§ **GIVEN RECORDS**:
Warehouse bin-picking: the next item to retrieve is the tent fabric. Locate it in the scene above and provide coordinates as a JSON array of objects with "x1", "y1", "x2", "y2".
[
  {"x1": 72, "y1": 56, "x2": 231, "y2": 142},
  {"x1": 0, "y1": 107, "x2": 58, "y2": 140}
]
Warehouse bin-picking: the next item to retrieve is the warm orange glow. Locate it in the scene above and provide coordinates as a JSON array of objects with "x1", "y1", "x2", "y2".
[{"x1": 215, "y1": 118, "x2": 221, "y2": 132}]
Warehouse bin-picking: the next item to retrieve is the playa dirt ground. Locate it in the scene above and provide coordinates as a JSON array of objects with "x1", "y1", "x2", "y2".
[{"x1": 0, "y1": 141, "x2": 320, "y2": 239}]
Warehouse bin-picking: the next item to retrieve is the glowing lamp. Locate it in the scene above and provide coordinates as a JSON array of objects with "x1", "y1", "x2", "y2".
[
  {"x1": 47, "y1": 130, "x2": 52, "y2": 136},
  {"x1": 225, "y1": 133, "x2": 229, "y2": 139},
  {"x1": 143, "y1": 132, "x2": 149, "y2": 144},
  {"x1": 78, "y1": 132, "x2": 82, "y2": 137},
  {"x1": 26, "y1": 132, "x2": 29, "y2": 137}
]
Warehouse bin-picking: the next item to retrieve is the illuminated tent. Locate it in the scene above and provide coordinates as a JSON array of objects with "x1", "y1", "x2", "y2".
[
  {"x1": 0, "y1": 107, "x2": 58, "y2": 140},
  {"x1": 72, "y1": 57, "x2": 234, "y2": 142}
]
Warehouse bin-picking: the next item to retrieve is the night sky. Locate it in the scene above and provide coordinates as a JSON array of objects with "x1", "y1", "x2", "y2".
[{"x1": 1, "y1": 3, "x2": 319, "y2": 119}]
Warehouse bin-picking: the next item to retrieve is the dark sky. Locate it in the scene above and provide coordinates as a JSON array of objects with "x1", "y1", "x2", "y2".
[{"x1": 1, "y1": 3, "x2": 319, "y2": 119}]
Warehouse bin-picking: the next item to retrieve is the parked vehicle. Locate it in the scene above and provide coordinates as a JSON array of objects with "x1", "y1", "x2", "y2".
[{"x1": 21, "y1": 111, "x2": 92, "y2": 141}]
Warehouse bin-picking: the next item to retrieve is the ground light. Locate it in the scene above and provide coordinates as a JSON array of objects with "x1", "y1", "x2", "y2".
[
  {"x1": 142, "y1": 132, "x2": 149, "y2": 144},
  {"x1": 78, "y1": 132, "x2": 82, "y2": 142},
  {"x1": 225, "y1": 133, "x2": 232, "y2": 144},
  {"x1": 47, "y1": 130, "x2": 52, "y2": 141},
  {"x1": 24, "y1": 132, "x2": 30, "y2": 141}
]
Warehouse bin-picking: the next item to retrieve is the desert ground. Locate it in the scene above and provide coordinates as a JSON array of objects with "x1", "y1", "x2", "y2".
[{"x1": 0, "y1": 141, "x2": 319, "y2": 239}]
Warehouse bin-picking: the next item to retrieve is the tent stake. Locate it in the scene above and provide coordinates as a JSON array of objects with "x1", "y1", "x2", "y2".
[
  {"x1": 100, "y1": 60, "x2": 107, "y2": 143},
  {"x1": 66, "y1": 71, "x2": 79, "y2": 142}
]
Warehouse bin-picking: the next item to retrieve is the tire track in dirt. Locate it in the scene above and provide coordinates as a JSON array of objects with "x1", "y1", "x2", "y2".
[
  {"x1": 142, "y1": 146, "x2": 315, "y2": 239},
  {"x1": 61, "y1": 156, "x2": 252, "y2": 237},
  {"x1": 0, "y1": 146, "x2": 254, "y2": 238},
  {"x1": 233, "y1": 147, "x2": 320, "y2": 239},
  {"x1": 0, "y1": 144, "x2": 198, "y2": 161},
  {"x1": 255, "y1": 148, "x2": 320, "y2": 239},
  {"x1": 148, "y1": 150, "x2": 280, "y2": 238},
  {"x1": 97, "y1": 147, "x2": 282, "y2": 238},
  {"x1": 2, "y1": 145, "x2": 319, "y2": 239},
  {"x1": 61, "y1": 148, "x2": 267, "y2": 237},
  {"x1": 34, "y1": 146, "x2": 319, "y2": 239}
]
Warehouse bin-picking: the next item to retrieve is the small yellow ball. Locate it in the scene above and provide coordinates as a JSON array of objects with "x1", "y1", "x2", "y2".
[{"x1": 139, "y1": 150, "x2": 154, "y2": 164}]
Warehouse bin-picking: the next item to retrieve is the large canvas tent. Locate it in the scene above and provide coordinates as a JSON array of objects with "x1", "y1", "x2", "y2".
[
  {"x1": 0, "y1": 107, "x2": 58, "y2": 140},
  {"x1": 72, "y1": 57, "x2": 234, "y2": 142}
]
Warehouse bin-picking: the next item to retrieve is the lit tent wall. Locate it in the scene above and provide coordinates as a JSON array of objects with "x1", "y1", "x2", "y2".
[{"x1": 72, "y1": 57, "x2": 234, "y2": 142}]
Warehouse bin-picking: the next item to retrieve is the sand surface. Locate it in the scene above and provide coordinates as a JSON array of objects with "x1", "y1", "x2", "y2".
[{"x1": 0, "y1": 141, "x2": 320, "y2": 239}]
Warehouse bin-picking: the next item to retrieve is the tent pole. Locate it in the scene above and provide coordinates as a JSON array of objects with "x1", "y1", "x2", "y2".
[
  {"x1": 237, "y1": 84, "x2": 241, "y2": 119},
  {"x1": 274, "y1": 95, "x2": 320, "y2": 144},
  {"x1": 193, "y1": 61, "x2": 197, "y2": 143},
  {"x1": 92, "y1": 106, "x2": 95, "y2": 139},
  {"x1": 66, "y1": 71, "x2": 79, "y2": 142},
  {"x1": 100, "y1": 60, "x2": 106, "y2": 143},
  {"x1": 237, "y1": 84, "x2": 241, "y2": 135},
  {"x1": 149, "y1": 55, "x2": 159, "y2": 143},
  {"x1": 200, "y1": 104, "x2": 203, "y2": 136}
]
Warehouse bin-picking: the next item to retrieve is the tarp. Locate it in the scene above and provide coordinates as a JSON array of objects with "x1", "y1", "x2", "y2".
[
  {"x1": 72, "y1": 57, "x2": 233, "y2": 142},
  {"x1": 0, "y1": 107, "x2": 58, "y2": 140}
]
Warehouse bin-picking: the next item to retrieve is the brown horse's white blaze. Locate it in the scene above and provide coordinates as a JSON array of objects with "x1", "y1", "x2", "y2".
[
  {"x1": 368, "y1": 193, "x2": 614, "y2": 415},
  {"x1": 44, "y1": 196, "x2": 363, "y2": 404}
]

§ **TASK DETAILS**: The expected output is the lines from the one with "Warehouse bin-picking: the next item to retrieve is the brown" through the end of the data, exactly as written and nothing more.

§ **TASK RESPONSE**:
Warehouse bin-picking: the next item to retrieve is the brown horse's white blaze. Locate it in the scene above and provide coordinates as a JSON array of objects with "x1", "y1", "x2", "y2".
[
  {"x1": 368, "y1": 193, "x2": 614, "y2": 415},
  {"x1": 44, "y1": 196, "x2": 363, "y2": 404}
]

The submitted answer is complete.